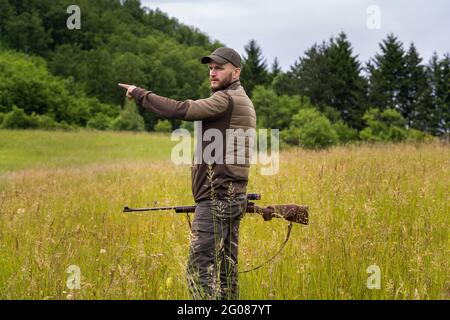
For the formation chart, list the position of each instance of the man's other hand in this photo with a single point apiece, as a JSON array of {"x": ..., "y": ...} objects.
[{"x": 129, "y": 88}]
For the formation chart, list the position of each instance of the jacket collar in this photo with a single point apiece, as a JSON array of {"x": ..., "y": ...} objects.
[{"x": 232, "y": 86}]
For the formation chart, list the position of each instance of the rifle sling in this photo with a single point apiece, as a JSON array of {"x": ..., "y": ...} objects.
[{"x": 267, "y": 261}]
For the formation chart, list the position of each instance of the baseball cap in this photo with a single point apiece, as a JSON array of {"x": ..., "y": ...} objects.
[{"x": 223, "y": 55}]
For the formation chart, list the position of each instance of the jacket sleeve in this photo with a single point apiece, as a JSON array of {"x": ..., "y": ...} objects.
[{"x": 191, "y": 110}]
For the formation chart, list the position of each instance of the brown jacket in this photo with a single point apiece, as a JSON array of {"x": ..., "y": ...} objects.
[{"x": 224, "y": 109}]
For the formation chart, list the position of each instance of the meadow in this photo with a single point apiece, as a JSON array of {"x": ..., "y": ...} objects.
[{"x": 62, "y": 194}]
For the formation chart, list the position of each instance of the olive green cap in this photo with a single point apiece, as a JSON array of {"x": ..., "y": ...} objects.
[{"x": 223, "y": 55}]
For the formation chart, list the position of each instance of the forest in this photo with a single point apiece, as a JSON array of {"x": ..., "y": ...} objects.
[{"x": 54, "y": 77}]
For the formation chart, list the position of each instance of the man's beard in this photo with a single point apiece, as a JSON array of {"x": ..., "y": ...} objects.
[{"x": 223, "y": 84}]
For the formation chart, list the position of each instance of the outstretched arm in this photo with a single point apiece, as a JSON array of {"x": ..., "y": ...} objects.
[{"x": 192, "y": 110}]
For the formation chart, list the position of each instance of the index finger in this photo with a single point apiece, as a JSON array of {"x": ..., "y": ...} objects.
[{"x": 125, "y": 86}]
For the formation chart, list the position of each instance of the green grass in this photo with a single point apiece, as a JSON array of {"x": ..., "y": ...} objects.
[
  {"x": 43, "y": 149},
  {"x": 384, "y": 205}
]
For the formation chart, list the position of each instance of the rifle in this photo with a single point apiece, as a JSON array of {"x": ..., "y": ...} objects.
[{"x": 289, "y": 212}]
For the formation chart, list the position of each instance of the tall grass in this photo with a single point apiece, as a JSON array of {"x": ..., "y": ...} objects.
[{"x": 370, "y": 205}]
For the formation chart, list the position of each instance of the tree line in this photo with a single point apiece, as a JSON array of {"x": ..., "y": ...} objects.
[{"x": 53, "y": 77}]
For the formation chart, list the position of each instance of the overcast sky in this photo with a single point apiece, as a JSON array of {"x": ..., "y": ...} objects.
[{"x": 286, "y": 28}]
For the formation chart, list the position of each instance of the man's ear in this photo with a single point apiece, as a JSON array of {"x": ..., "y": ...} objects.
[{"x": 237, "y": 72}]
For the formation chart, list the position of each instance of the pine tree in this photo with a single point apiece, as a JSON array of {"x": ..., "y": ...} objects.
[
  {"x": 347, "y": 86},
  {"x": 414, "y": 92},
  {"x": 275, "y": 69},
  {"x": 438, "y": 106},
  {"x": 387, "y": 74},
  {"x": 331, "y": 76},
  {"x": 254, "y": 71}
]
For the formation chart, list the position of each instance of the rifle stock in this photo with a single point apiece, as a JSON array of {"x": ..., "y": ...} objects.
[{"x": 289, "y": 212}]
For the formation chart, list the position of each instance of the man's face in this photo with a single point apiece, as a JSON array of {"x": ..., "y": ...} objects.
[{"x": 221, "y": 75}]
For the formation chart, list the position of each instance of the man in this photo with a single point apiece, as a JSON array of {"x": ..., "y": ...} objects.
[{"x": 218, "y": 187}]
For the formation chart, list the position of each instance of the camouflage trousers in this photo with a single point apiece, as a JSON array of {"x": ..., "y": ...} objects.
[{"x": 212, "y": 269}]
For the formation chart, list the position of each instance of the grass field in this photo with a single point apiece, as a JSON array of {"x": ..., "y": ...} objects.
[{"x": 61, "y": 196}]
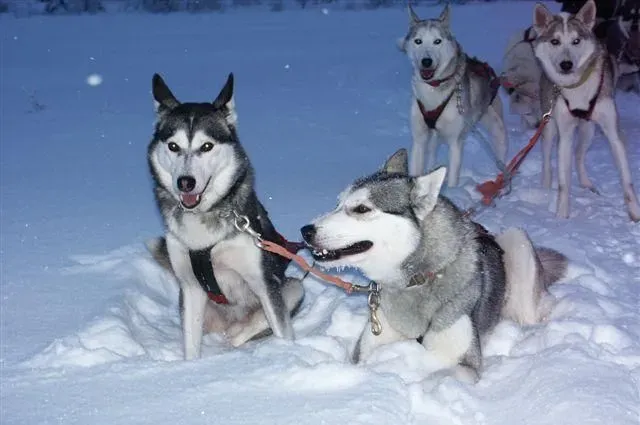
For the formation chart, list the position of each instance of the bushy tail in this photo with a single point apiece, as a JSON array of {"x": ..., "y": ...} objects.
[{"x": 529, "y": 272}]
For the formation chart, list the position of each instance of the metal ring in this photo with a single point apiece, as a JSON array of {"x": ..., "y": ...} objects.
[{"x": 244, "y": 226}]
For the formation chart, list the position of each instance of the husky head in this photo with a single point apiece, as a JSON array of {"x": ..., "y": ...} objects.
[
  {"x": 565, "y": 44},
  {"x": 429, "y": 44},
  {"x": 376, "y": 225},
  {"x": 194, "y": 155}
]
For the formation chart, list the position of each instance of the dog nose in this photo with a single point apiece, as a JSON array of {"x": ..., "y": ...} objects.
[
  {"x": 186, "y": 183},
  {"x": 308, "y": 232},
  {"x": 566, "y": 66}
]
****************************************
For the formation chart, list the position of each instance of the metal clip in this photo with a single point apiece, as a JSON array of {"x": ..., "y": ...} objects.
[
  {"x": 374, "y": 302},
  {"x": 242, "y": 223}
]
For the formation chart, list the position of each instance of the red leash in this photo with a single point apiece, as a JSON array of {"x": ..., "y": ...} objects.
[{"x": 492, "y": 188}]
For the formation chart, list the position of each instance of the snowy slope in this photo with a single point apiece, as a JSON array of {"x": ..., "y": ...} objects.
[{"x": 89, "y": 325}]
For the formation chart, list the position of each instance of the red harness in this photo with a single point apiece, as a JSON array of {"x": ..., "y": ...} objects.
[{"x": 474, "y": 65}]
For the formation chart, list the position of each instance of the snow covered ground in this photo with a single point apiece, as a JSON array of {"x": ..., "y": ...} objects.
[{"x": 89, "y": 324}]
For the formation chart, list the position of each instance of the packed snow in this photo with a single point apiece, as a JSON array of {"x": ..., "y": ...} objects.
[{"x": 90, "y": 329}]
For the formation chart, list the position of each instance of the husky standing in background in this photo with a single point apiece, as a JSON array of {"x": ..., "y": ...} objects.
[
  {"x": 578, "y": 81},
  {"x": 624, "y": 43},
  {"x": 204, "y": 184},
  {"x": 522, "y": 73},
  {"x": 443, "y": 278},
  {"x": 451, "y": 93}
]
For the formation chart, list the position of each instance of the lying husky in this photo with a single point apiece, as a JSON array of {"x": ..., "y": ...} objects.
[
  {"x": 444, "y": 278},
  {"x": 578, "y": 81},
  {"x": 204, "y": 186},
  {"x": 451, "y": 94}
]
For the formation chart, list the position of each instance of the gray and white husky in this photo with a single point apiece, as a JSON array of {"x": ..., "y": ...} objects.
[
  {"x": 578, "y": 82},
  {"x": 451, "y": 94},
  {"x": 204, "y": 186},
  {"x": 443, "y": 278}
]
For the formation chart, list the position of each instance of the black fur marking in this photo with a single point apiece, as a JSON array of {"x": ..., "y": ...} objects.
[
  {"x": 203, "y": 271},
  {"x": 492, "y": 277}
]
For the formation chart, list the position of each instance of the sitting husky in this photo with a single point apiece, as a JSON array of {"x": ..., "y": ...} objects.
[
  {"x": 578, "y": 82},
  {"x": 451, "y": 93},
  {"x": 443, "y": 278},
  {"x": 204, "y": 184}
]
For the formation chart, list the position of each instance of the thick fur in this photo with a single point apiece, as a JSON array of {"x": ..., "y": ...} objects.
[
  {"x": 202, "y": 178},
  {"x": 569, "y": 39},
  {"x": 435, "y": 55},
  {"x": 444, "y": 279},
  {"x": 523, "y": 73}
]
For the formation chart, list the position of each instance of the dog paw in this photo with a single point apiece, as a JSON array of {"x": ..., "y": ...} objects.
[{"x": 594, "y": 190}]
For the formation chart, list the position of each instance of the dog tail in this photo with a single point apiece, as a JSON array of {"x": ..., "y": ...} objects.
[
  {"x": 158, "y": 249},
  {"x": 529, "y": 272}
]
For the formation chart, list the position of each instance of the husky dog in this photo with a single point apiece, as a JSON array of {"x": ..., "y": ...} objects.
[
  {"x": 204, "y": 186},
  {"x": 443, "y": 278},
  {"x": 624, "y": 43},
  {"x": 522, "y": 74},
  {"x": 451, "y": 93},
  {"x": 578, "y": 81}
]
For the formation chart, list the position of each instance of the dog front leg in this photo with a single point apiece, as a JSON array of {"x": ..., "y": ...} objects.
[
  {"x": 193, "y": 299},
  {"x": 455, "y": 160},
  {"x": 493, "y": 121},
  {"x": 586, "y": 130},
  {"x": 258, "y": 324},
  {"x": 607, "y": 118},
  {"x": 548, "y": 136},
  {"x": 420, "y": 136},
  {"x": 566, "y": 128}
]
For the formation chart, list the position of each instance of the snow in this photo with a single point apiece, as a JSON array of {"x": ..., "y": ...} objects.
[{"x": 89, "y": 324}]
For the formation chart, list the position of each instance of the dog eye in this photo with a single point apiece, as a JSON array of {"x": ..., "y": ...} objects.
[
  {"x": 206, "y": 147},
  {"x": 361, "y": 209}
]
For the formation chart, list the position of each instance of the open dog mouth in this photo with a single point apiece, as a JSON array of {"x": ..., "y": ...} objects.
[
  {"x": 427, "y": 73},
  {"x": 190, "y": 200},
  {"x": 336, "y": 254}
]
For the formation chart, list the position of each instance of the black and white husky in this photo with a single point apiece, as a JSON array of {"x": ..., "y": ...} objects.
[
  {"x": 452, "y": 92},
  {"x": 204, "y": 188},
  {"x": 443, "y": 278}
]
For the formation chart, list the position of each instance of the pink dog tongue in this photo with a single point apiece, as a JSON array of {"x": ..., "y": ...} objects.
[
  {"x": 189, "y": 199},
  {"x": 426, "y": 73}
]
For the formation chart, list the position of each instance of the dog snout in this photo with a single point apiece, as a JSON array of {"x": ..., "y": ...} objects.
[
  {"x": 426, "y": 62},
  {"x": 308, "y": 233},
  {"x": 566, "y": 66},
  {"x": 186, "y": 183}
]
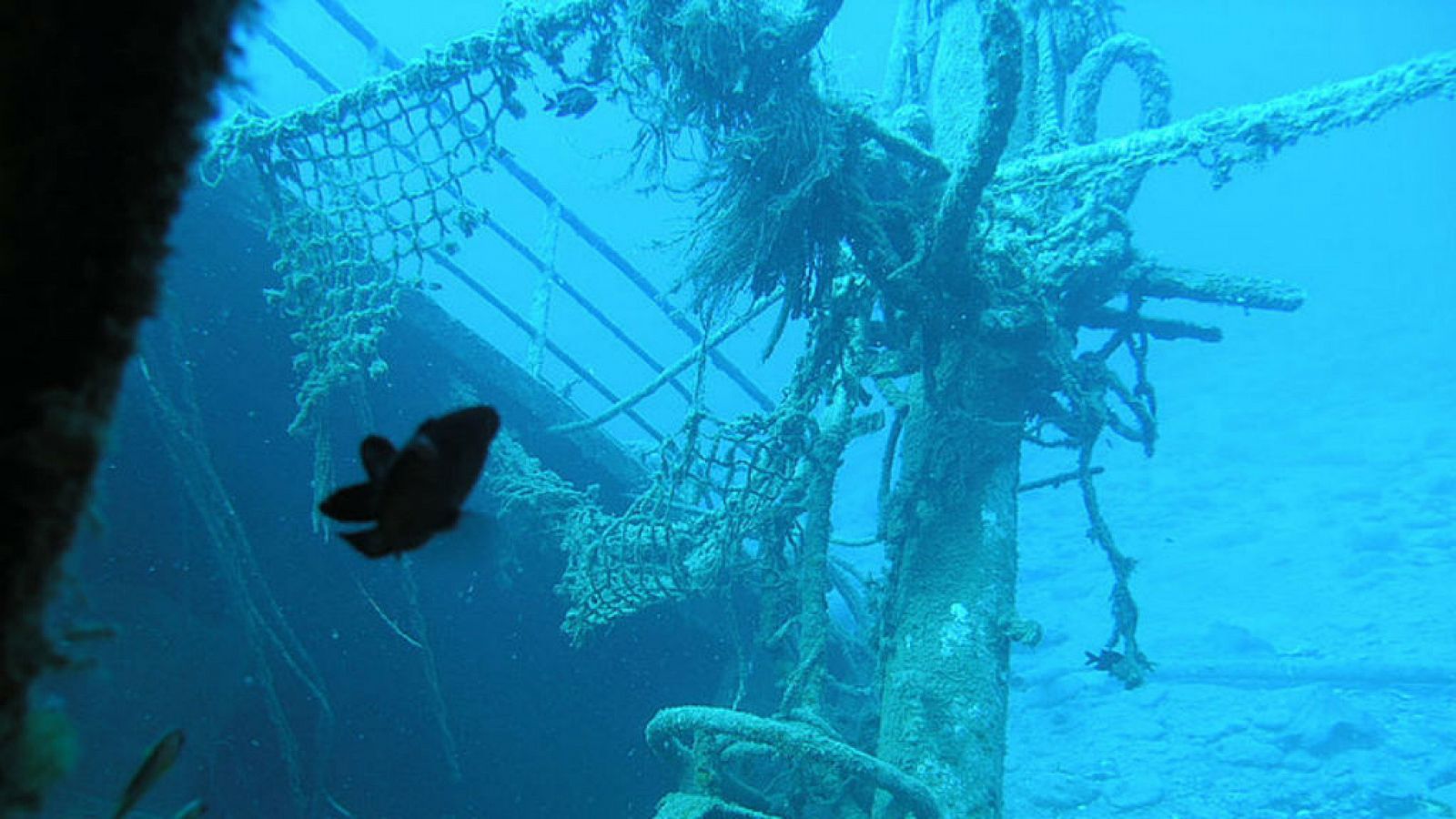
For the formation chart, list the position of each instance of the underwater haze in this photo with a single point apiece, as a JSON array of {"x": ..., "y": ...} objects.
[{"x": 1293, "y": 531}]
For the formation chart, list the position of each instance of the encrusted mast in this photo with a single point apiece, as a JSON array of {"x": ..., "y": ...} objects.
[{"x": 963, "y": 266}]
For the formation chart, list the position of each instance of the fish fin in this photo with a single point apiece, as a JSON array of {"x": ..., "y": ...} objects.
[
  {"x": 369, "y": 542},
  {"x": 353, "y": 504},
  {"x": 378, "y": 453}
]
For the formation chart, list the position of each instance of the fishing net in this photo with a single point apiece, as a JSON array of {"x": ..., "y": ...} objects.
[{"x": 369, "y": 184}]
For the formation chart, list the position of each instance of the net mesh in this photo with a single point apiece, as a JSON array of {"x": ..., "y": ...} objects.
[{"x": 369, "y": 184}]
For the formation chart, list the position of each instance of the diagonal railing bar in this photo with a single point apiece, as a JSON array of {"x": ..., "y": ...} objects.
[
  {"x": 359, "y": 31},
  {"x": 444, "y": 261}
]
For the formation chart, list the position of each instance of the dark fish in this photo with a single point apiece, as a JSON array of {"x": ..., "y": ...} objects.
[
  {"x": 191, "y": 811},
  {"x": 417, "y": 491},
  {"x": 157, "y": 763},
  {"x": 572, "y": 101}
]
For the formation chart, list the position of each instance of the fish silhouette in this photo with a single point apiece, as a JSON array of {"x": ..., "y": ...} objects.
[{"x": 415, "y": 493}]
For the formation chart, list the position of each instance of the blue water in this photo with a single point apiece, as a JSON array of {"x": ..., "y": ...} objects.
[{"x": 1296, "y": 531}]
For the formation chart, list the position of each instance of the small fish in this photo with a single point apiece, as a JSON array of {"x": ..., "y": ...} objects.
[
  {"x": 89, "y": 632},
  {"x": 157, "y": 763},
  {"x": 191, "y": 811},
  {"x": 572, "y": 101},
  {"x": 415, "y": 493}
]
****************************************
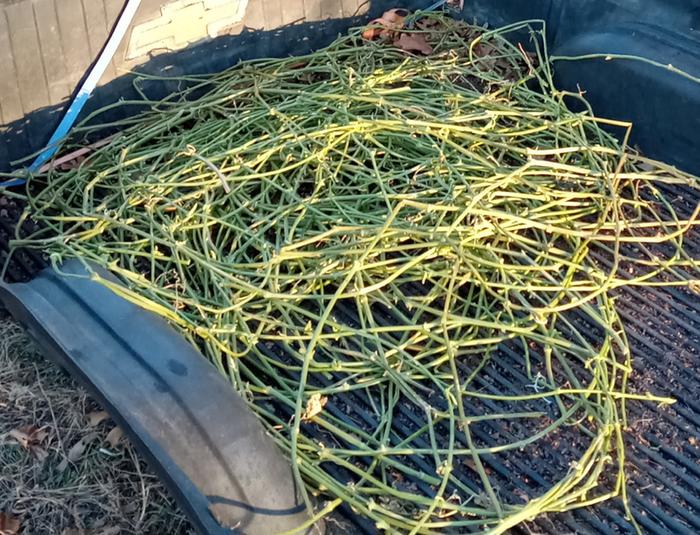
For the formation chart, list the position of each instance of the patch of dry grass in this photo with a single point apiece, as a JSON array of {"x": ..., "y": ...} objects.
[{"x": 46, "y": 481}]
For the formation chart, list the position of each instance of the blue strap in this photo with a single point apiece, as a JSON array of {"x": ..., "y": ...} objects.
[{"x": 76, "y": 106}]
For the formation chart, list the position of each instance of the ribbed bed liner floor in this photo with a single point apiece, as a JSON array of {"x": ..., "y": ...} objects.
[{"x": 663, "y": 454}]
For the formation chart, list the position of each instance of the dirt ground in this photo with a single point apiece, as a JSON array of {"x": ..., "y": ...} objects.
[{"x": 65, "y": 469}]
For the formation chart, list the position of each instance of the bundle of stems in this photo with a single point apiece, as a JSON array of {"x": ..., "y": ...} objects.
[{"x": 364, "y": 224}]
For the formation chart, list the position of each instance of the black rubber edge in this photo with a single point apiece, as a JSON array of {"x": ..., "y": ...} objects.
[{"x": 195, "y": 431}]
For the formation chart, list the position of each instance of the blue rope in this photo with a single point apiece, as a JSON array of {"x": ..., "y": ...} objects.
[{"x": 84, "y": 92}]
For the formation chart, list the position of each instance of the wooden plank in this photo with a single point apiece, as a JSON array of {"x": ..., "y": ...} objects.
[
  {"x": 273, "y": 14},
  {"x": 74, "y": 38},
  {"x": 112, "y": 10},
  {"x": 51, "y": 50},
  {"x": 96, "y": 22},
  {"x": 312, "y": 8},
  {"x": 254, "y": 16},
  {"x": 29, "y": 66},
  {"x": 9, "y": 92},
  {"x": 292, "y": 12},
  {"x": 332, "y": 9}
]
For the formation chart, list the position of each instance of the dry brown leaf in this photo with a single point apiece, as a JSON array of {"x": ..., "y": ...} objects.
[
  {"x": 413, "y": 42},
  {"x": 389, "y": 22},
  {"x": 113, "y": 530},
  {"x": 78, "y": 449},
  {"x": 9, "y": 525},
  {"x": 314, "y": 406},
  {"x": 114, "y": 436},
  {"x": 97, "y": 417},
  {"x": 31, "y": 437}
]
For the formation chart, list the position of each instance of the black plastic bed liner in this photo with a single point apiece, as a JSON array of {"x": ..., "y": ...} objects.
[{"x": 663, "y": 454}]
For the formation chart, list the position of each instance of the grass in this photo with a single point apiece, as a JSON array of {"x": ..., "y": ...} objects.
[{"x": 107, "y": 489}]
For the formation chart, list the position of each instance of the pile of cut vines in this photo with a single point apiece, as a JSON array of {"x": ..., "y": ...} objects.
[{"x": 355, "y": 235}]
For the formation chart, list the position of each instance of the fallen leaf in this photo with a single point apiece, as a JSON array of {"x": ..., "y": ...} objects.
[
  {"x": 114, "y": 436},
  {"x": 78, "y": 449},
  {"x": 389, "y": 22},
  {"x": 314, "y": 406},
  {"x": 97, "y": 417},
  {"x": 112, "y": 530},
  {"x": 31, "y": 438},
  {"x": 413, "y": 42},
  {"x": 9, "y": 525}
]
****************************************
== Written instruction ==
Pull out every line of the data above that contains the word "leaf", and copy each one in full.

== Complete output ==
For the formation chart, list the position of each instance of the dry brown leaf in this photo with a single point apiece, as a JSON array of {"x": ..., "y": ...} objects.
For the formation chart, list the position of each instance of the fallen leaf in this photo with a single point apiece, as a JSON array of {"x": ..., "y": ...} objects.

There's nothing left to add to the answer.